__Text segment__.
※

This week”s Site of the Week installment is something of a long-delayed homecoming for your editor, who spent a year in the late 1980s living in an isolated desert valley near the California/Nevada border.
It was the summer of 1989 when we last laid eyes on Inyo County, California – and it took more than two decades to find an excuse to get back for a return visit. Our excuse for an April 2010 visit was the usual one for any excursion around that time out west: a long, looping path that ended up in Las Vegas for the NAB Show – but this time, after the usual few days in Los Angeles (you”ll see those images here soon), we headed north up California 14 and US 395 to spend a weekend in and around the Owens Valley.
Even if you”re from California, the odds are pretty good you”ve never heard of the Owens Valley: it”s four-plus hours north of LA, three-plus hours south of Reno and separated by the Sierra Nevadas from the rest of California to the west and by the White Mountains from the rest of Nevada to the east. If you have heard of the Owens Valley, it”s probably as the place you drive through to get to the Mammoth Mountain ski area, or perhaps as the spot where Japanese-Americans were interned during World War II.
It”s a sparsely-populated area, having had its water effectively stolen by Los Angeles around the turn of the last century, but there are a few commercial centers along 395: Lone Pine and Independence to the south, Big Pine and Bishop to the north. Bishop is by far the largest community in the valley, though still shy of 4,000 people, and for many decades it was the only spot in the valley with its own broadcast service.
In our Owens Valley days, Bishop radio came from just one outlet, a little building on the west side of 395 just south of town that was home to an AM/FM combo, KBOV (1230) and KIBS (100.7). A bit of history is in order here: it”s the KIBS calls that have the long heritage in Bishop, debuting in 1953 on the AM dial. In 1967, KIBS added an FM signal on 100.7 in 1967, running 14 kW from the AM tower, but it lasted only two years. In 1974, the FM frequency was reactivated, this time as a competitor to KIBS. KIOQ was founded by former KIBS jock Roy Mayhugh in his Bishop garage, and it struggled for a few years before finding its footing with a move to a huge signal from a site called Silver Peak, up in the White Mountains to the east of Bishop. With 1000 watts from 2959 feet above average terrain, the new 100.7 signal covered hundreds of miles of US 395 where no local radio had been heard before.

※

__Listed records__.
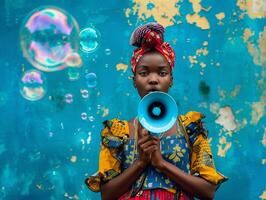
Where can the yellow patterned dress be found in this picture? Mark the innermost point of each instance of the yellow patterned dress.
(188, 149)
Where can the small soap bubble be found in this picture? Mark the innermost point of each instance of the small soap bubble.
(89, 40)
(84, 93)
(48, 36)
(83, 116)
(69, 98)
(91, 118)
(108, 52)
(33, 85)
(73, 74)
(91, 80)
(73, 60)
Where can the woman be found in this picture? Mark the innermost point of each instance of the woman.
(135, 165)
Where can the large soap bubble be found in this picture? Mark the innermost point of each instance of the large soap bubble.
(33, 85)
(89, 40)
(47, 37)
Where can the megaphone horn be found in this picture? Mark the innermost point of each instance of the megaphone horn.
(157, 112)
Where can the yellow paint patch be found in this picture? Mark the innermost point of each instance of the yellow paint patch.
(163, 12)
(73, 159)
(195, 18)
(254, 8)
(121, 66)
(214, 108)
(200, 22)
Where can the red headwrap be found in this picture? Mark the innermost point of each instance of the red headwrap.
(150, 37)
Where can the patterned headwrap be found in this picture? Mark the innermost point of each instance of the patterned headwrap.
(150, 37)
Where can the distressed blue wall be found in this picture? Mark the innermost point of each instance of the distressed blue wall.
(47, 149)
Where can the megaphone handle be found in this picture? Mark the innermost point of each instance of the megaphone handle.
(184, 132)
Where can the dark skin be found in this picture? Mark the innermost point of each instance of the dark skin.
(153, 72)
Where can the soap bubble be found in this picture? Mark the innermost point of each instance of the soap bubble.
(108, 52)
(73, 60)
(89, 39)
(69, 98)
(73, 74)
(91, 80)
(91, 118)
(84, 93)
(83, 116)
(33, 85)
(47, 37)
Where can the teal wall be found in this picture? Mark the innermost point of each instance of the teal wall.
(47, 149)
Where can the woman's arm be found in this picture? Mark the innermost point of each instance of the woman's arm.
(121, 184)
(192, 184)
(118, 186)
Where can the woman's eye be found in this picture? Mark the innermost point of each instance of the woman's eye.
(143, 73)
(163, 73)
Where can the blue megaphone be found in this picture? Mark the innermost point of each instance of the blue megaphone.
(157, 112)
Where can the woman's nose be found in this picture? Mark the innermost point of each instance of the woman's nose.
(153, 78)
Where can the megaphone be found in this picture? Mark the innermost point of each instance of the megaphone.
(157, 112)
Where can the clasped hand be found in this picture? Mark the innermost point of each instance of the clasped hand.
(149, 149)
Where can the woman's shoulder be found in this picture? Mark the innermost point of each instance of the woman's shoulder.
(116, 127)
(192, 121)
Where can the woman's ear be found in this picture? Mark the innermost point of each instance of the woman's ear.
(172, 79)
(134, 81)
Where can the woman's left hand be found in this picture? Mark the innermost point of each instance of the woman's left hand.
(156, 157)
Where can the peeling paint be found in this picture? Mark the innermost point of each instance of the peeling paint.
(226, 119)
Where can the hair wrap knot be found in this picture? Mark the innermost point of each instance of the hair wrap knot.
(147, 38)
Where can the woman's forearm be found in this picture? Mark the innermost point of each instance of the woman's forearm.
(191, 184)
(118, 186)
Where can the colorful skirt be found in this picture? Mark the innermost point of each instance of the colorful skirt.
(155, 194)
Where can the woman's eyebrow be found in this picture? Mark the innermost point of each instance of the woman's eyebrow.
(163, 67)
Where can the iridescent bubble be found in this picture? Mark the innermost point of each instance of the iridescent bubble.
(47, 36)
(89, 39)
(108, 52)
(33, 85)
(73, 74)
(91, 118)
(91, 80)
(84, 93)
(83, 116)
(69, 98)
(73, 60)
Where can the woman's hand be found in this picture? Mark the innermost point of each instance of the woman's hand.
(157, 160)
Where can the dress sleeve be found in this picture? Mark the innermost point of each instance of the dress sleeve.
(114, 134)
(202, 163)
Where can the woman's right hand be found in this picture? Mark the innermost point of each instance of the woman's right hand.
(146, 146)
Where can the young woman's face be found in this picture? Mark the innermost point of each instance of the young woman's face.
(153, 73)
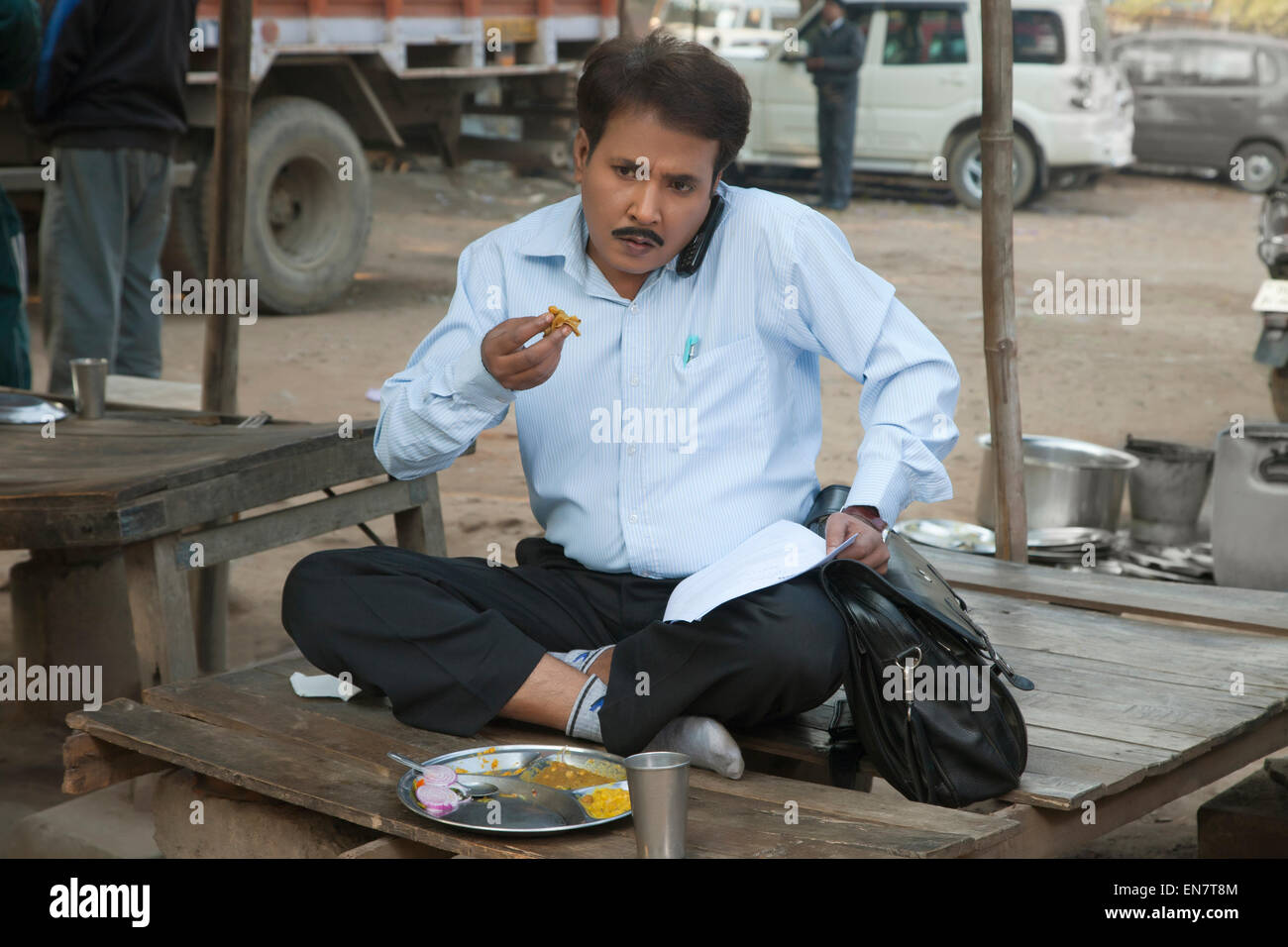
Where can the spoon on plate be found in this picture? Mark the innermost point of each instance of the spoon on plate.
(475, 789)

※

__Problems to work on__.
• a. In the Owens Valley radio text, in what year did the KIBS calls first go on the air in Bishop?
• b. According to the Owens Valley radio text, why does the valley have so few people?
• c. From the Owens Valley radio text, reproduce word for word the stretch from "It was the summer" through "the Owens Valley.".

__Answer set__.
• a. 1953, on the AM dial.

• b. Los Angeles effectively took the area's water around the turn of the last century, which left the valley sparsely populated.

• c.
It was the summer of 1989 when we last laid eyes on Inyo County, California – and it took more than two decades to find an excuse to get back for a return visit. Our excuse for an April 2010 visit was the usual one for any excursion around that time out west: a long, looping path that ended up in Las Vegas for the NAB Show – but this time, after the usual few days in Los Angeles (you”ll see those images here soon), we headed north up California 14 and US 395 to spend a weekend in and around the Owens Valley.